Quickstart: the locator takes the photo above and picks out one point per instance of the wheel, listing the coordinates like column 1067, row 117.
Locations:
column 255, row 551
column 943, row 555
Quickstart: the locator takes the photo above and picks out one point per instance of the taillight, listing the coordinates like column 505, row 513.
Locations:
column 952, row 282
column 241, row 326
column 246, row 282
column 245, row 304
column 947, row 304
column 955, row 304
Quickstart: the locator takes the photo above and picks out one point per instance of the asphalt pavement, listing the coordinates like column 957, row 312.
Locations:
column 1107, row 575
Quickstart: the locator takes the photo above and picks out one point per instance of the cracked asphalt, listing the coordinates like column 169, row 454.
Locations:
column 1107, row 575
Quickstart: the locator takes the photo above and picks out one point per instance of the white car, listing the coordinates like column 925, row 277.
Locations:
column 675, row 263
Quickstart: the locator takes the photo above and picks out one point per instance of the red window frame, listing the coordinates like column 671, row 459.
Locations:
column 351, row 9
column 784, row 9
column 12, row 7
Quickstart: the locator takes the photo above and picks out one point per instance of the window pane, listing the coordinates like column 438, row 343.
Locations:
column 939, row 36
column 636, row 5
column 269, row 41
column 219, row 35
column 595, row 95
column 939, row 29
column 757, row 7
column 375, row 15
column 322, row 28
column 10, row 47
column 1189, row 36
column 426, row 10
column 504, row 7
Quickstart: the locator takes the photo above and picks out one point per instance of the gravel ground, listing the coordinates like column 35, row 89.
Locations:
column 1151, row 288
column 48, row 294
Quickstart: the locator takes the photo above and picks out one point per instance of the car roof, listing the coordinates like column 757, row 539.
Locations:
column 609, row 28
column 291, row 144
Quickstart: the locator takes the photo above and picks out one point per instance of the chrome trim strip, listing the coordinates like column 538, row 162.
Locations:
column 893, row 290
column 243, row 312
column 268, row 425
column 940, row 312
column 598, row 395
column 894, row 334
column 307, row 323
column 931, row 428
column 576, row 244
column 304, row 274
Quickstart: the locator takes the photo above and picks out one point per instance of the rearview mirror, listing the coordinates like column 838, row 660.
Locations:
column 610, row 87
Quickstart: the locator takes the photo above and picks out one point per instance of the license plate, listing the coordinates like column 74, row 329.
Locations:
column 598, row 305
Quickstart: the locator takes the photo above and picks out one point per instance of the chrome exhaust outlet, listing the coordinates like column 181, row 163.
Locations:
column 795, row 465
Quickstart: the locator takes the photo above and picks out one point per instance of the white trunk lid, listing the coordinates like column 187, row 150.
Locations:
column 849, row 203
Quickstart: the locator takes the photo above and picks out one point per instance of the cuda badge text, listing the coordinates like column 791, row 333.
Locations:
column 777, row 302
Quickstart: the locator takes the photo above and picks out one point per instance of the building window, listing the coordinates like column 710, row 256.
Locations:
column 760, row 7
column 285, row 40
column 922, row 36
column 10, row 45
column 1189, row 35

Alıştırma Yönergesi: Yukarıdaki satırların tamamını, tek bir karakterini bile değiştirmeden yeniden yazınız.

Görev Sonucu:
Quickstart: the locator takes the photo above and picks out one point per instance of the wheel, listing the coordinates like column 1067, row 117.
Locations:
column 255, row 551
column 943, row 555
Quickstart: the locator takes the photo above and picks out one point per instance of the taillight, listing the coordinates like column 505, row 513.
Locations:
column 952, row 282
column 241, row 326
column 246, row 282
column 245, row 304
column 947, row 304
column 955, row 304
Quickstart: the locator takes the photo above and picks out one point per instance of the asphalt pavement, listing the coordinates like column 957, row 312.
Locations:
column 1107, row 575
Quickstart: the locator takes the photo above and picks out one point per instance of the cracked asphalt, listing the coordinates like column 169, row 454.
Locations:
column 1107, row 575
Quickstart: the locator takes the photo above and picks out one point per instance of the white car, listing the coordinates like column 925, row 277.
Locations:
column 675, row 263
Quickstart: the locator takes the photo above and picks out one point per instance of the red window frame, listing the coordinates like column 671, row 459.
Locations:
column 351, row 9
column 784, row 9
column 12, row 7
Quickstart: the locator takes the photo above and picks out one point per instance of the window pane, listing the coordinates like column 438, row 343.
Locations:
column 939, row 36
column 636, row 5
column 269, row 41
column 219, row 35
column 595, row 95
column 939, row 29
column 757, row 7
column 375, row 15
column 322, row 28
column 10, row 47
column 1189, row 36
column 426, row 10
column 504, row 7
Quickstart: the locator takes the photo above and picks out one point per instance of the gravel ground, listing the coordinates like column 35, row 89.
Locations:
column 1151, row 288
column 48, row 294
Quickstart: the locator takes the photo above and picks out one point per instance of the car roof, listing the coordinates like column 757, row 539.
Locations:
column 609, row 28
column 291, row 144
Quickstart: the locator takes the photo above and picks out one point per instance of the chrome trim strip, listing the coordinates like column 538, row 162.
Locations:
column 893, row 290
column 243, row 312
column 268, row 425
column 940, row 312
column 598, row 395
column 894, row 334
column 307, row 323
column 931, row 428
column 576, row 244
column 304, row 274
Quickstart: the locator takes the photo above and picks out one point per instance of the rearview mirror, listing the coordinates like column 838, row 660.
Locations:
column 610, row 87
Quickstart: the locator takes the photo above and picks out one point per instance of the license plate, listing the coordinates like column 74, row 329.
Locations:
column 598, row 305
Quickstart: the locator takes the photo above and picks out one point per instance of the chrome exhaust outlet, listing the coordinates like column 181, row 163.
Locations:
column 795, row 465
Quickstart: the locator takes the photo above and picks out one point per instance of the white trunk lid, listing the coordinates like column 187, row 150.
Locations:
column 849, row 203
Quickstart: the locator takes the photo above and picks out one point per instance of the cuda badge text, listing the coordinates like column 791, row 333.
Locations:
column 777, row 302
Quickstart: the locator takes the photo above and picks out one point per instance of the building window, listing the coordinates like column 710, row 256.
Locations:
column 760, row 7
column 285, row 40
column 922, row 36
column 10, row 45
column 1189, row 35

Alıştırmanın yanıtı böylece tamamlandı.